(Entries for labeling bounding boxes)
— START —
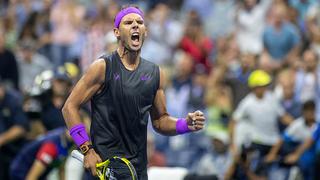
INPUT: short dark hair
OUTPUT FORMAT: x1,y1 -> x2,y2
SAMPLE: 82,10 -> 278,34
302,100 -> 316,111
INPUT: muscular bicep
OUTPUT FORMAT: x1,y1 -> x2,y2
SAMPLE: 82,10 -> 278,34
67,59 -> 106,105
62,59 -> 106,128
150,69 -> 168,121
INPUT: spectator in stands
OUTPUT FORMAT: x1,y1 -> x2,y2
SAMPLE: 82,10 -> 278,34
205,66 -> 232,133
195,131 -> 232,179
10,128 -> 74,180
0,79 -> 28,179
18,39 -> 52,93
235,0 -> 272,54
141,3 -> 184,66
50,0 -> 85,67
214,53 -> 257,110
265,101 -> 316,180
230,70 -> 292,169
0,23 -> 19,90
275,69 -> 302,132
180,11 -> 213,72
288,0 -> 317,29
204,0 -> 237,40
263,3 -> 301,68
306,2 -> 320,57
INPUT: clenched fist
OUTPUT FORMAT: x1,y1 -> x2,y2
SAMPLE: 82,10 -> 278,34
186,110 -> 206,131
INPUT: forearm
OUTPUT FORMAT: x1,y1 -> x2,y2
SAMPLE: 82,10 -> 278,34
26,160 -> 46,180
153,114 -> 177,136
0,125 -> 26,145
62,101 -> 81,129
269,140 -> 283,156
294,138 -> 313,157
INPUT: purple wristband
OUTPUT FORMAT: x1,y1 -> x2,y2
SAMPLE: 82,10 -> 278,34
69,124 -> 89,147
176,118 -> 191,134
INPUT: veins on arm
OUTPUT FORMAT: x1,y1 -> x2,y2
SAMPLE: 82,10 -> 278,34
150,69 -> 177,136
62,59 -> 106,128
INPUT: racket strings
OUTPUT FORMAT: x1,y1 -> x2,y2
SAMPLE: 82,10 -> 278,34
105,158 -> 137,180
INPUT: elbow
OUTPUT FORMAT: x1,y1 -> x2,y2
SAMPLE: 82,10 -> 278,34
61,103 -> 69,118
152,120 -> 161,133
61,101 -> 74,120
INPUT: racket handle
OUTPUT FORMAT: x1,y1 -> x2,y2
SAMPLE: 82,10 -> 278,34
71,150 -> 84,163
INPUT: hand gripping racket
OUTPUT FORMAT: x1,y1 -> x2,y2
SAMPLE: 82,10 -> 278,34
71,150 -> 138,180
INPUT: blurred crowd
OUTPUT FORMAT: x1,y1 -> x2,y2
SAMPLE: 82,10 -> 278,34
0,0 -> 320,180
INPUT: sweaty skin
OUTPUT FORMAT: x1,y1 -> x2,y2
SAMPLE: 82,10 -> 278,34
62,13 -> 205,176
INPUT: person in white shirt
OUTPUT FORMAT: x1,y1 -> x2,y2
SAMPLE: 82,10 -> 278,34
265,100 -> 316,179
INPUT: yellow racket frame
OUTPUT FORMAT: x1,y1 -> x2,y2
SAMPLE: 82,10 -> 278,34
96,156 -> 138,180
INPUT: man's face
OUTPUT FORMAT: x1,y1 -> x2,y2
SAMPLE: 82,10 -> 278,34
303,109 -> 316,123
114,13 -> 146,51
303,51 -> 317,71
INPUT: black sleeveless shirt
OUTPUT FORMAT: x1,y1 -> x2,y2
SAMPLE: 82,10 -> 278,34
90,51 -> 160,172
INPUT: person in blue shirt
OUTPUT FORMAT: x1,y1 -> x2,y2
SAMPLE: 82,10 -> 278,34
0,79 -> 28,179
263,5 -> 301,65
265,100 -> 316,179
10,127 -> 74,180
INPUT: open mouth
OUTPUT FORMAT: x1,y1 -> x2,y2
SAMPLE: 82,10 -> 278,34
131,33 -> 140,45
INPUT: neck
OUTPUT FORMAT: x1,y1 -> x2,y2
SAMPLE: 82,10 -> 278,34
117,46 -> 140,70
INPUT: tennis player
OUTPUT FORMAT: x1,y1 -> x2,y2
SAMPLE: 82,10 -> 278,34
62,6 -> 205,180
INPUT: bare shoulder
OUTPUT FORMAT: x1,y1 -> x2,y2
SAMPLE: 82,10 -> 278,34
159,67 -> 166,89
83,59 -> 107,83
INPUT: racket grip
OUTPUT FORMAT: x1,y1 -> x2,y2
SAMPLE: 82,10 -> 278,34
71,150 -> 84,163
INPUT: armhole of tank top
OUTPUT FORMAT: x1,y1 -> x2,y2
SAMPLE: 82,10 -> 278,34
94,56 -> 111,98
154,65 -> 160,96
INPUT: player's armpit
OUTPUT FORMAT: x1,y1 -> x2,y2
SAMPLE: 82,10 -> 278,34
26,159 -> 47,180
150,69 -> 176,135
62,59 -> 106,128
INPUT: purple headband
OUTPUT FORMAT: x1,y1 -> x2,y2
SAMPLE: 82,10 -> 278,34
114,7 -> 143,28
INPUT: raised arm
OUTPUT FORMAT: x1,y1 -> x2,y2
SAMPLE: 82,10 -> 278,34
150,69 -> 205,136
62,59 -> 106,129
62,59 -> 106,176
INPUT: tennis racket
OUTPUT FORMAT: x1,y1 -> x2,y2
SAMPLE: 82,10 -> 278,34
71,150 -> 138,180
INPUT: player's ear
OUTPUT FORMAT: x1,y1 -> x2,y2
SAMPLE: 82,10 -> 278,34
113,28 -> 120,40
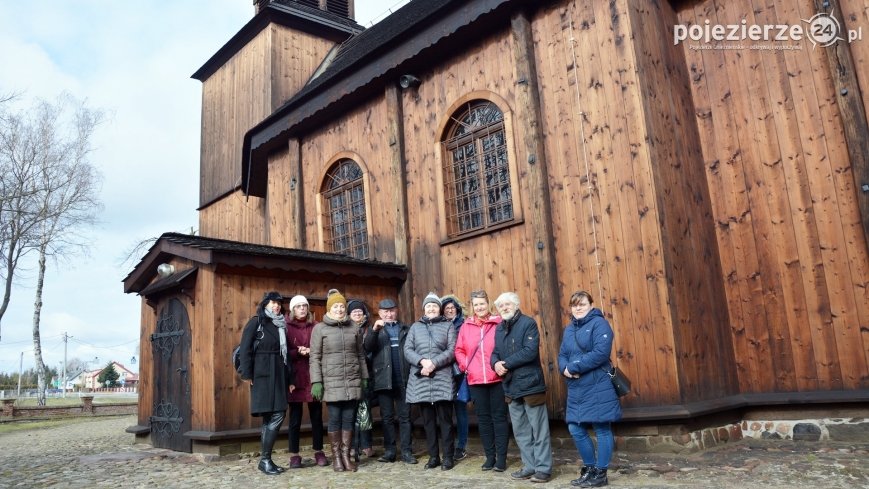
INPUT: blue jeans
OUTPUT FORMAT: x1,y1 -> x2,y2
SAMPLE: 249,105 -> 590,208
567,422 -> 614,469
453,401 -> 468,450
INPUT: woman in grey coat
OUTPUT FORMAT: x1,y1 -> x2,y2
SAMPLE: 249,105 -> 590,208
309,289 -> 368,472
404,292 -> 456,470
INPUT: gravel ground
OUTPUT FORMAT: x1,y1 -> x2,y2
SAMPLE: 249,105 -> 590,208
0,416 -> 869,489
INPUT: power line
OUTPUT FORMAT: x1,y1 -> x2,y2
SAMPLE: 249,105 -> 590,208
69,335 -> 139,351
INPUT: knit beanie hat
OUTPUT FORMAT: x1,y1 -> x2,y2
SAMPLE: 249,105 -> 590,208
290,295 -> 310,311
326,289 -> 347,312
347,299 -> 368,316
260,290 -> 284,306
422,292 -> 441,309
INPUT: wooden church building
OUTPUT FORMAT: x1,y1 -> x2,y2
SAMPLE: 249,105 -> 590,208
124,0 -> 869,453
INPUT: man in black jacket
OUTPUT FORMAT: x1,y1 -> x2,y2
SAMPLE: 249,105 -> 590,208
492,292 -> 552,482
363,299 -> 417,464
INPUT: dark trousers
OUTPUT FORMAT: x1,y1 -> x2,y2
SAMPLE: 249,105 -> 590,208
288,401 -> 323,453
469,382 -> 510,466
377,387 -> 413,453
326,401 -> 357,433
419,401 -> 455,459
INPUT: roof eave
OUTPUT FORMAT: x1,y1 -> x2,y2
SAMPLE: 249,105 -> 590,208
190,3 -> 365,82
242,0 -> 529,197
— END —
— START —
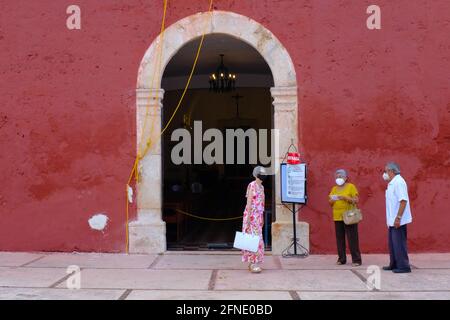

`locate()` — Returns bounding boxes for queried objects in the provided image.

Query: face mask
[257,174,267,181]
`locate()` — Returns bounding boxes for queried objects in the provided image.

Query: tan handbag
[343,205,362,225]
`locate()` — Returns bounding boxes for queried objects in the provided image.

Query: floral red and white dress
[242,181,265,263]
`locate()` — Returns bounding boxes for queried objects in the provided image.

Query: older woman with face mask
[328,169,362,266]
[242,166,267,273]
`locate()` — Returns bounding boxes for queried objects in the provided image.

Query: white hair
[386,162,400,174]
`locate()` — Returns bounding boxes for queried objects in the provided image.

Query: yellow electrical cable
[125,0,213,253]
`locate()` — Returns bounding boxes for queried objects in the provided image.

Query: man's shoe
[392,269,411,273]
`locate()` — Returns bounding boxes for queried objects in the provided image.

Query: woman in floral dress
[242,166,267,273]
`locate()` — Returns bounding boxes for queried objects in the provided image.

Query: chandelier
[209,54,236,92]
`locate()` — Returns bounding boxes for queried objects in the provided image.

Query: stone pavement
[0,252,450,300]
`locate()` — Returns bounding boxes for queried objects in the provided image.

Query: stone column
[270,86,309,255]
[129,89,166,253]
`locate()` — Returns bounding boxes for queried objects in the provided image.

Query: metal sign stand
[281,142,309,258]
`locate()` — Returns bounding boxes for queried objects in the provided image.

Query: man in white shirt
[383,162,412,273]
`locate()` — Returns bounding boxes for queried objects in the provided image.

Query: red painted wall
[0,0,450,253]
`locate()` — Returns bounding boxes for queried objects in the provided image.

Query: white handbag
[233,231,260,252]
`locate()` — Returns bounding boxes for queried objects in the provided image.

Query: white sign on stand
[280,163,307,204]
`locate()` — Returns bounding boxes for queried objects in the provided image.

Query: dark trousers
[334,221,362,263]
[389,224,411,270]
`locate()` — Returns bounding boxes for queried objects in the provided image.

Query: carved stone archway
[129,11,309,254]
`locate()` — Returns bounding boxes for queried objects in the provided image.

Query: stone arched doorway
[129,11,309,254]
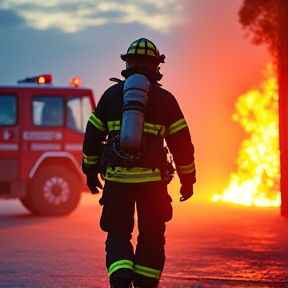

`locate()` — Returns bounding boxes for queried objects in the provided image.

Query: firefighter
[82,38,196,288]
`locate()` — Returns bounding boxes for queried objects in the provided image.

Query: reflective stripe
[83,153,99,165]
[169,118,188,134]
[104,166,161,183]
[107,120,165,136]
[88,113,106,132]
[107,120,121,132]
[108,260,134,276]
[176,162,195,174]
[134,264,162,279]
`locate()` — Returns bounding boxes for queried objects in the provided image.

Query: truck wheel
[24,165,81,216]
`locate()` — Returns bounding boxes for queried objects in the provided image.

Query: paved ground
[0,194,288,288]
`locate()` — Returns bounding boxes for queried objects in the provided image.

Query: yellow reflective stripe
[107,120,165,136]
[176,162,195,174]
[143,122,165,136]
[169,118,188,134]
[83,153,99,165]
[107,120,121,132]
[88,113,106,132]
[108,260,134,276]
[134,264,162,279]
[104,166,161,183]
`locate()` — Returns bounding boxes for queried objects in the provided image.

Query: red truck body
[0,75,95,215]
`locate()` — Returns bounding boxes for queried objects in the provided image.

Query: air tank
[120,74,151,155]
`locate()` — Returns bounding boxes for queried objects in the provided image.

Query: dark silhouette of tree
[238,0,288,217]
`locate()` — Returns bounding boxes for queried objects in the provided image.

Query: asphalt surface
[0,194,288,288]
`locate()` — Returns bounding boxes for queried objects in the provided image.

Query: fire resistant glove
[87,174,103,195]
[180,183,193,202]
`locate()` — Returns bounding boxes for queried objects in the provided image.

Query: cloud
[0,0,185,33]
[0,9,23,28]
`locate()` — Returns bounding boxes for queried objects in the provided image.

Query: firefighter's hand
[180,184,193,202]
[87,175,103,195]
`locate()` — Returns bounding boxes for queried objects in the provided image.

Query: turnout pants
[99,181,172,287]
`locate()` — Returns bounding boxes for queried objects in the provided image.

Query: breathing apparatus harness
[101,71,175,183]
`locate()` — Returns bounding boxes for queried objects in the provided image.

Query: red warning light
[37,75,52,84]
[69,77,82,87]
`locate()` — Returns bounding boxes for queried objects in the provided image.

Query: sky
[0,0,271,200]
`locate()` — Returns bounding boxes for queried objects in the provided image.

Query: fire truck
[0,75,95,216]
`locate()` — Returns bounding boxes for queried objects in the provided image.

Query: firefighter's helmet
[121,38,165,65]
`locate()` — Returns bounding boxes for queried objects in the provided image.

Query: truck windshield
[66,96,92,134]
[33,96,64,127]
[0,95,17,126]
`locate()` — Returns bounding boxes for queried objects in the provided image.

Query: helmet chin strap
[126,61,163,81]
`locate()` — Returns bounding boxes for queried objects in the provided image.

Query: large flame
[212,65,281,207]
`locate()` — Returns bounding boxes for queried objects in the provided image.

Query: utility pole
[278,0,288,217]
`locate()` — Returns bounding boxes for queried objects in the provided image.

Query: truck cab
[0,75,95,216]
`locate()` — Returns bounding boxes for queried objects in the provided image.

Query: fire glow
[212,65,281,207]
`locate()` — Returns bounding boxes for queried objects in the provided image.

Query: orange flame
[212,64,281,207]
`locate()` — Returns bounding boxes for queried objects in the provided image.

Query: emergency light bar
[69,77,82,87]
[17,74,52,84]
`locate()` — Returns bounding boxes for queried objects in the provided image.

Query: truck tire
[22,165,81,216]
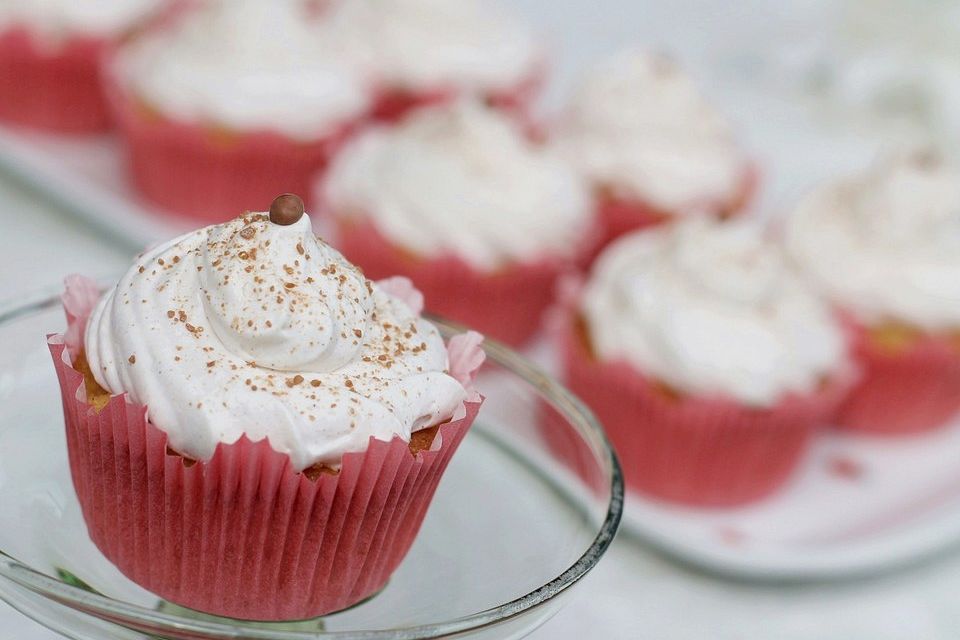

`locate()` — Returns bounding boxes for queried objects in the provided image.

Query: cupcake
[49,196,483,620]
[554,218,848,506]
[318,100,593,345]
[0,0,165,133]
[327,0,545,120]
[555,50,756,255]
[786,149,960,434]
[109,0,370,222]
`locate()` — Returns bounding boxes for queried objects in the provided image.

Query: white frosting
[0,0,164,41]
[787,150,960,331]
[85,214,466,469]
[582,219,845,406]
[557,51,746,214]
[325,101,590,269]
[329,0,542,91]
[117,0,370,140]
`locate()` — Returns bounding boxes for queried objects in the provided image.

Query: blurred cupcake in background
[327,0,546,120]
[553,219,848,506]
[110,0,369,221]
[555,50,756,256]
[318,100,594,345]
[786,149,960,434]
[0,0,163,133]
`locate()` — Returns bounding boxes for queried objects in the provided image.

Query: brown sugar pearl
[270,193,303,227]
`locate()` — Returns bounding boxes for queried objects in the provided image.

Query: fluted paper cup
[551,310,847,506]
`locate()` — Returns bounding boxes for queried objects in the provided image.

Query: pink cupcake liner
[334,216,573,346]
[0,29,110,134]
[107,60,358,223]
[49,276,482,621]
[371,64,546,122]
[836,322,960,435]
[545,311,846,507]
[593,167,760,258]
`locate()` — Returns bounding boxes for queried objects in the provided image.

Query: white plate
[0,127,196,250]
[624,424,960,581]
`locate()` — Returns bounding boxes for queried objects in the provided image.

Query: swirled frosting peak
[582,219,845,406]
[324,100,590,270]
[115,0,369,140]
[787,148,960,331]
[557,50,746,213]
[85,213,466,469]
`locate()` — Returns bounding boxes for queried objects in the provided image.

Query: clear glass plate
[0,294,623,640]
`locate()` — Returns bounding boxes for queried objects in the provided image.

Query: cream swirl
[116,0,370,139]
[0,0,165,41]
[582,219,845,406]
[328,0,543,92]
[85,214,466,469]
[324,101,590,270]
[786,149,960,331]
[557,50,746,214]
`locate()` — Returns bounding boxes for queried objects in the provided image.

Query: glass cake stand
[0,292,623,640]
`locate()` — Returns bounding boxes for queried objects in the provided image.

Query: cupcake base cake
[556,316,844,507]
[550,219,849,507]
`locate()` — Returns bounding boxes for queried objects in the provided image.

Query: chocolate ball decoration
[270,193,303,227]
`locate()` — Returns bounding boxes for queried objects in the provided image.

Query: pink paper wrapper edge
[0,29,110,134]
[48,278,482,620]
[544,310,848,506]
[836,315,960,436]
— END —
— START —
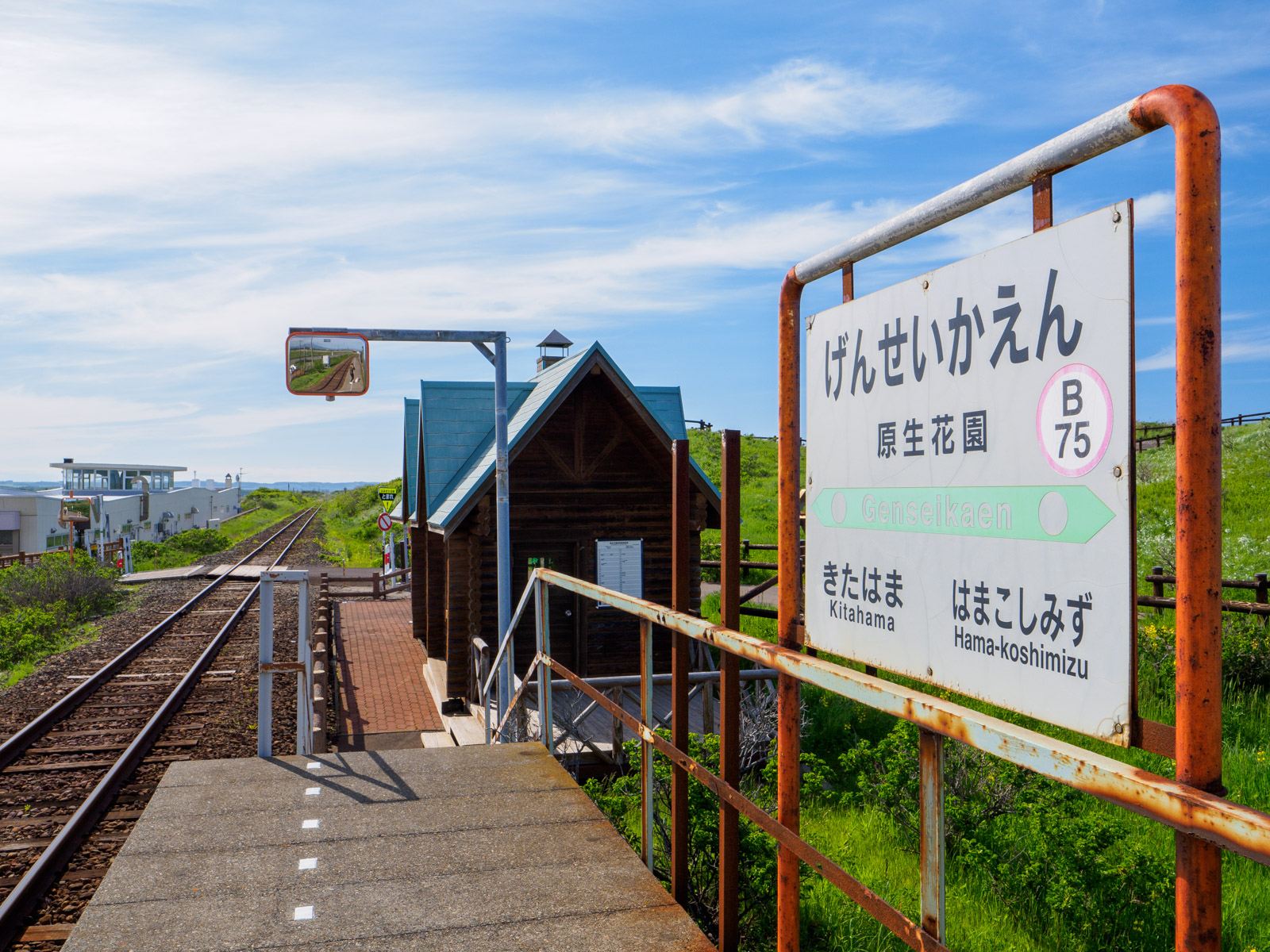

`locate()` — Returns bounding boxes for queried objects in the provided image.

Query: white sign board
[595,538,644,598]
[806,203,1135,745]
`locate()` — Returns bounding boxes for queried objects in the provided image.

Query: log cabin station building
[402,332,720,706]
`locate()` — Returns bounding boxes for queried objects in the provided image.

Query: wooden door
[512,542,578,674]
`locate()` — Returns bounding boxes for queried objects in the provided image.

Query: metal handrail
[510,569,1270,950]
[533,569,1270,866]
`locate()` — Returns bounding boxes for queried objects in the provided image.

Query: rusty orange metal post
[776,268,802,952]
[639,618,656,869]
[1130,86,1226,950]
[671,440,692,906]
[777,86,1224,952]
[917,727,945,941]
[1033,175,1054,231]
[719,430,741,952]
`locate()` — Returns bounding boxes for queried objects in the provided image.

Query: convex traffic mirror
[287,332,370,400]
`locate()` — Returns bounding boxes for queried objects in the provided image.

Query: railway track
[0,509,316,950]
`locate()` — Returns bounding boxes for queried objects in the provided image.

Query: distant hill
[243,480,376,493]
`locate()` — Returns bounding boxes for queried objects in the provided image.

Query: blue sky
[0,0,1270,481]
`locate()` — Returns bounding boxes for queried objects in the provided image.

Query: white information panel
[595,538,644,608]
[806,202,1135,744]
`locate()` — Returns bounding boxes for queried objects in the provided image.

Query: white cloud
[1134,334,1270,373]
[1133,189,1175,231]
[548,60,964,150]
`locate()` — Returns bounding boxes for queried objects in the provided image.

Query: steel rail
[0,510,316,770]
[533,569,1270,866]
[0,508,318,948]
— END —
## Task to complete
Swap "racket" for "racquet" everywhere in the data from the line containing "INPUT: veins on arm" through the line containing "62,59 -> 106,176", changing nothing else. Return only those lines.

## Expected output
INPUT: veins on arm
OUTPUT FORMAT: x1,y1 -> x2,y2
SAMPLE: 82,10 -> 278,34
150,69 -> 177,136
62,59 -> 106,128
INPUT: racquet strings
OUTPUT FORMAT: x1,y1 -> x2,y2
SAMPLE: 82,10 -> 278,34
105,158 -> 137,180
INPUT: elbow
OUTPUT FORMAT: x1,y1 -> x2,y2
SAMPLE: 82,10 -> 278,34
61,103 -> 69,118
152,120 -> 161,133
61,101 -> 74,120
INPUT: racquet handle
OUTPUT FORMAT: x1,y1 -> x2,y2
SAMPLE: 82,10 -> 278,34
71,150 -> 84,163
INPUT: hand gripping racquet
OUTPUT FORMAT: x1,y1 -> x2,y2
SAMPLE: 82,10 -> 278,34
71,150 -> 138,180
INPUT: blurred crowd
OUTPUT FORMAT: x1,y1 -> x2,y2
SAMPLE: 82,10 -> 278,34
0,0 -> 320,180
INPUT: sweaty skin
OUTPUT FORMAT: x1,y1 -> x2,y2
SAMPLE: 82,10 -> 278,34
62,13 -> 205,176
INPUT: person in white shirt
OUTPUT FORMAT: x1,y1 -> x2,y2
SAMPLE: 82,10 -> 278,34
265,100 -> 316,179
INPUT: yellow racquet frame
OUTPUT FORMAT: x1,y1 -> x2,y2
SAMPLE: 82,10 -> 278,34
96,156 -> 138,180
INPUT: man's face
OUTPUT FORMAT: x1,y1 -> x2,y2
SAMPLE: 82,10 -> 278,34
303,109 -> 316,123
114,13 -> 146,51
303,51 -> 317,71
INPUT: black sleeveless shirt
OUTPUT FORMAT: x1,y1 -> x2,y2
SAMPLE: 82,10 -> 278,34
90,51 -> 160,172
INPUT: person in blue shirt
OUTPUT FORMAT: x1,y1 -> x2,y2
SAMPLE: 82,10 -> 278,34
0,79 -> 28,179
263,5 -> 301,65
265,100 -> 316,179
10,127 -> 74,180
INPUT: open mouth
OUTPUT FORMAT: x1,y1 -> x2,y2
SAMPLE: 82,10 -> 278,34
131,33 -> 140,45
INPUT: neck
OUTPUT FORMAT: x1,y1 -> x2,y2
SAMPLE: 82,10 -> 278,34
117,46 -> 140,70
INPUT: tennis player
OUTPUT FORMAT: x1,y1 -> x2,y2
SAMPLE: 82,10 -> 278,34
62,6 -> 205,180
INPUT: bare shoulder
OUTPUT FORMAT: x1,y1 -> x2,y2
SAMPLE: 82,10 -> 278,34
159,67 -> 166,89
83,59 -> 107,83
INPUT: racquet grip
OUTPUT FORMAT: x1,y1 -> x2,y2
SAMPLE: 82,10 -> 278,34
71,150 -> 84,163
INPUT: armhole of tank top
OUTPUT FORMAT: x1,y1 -> x2,y2
SAMPLE: 82,10 -> 278,34
94,56 -> 111,98
154,65 -> 160,96
INPUT: player's armpit
OUTPUT FORMAT: x1,y1 -> x2,y2
SAMPLE: 82,10 -> 278,34
26,159 -> 47,180
150,69 -> 176,135
62,59 -> 106,128
INPUT: purple headband
OUTPUT FORMAT: x1,y1 -> x2,y2
SAMPLE: 82,10 -> 278,34
114,7 -> 143,28
INPUT: raised arm
OUTPUT FORMAT: x1,y1 -> x2,y2
SAMPLE: 82,10 -> 278,34
150,69 -> 205,136
62,59 -> 106,129
62,59 -> 106,176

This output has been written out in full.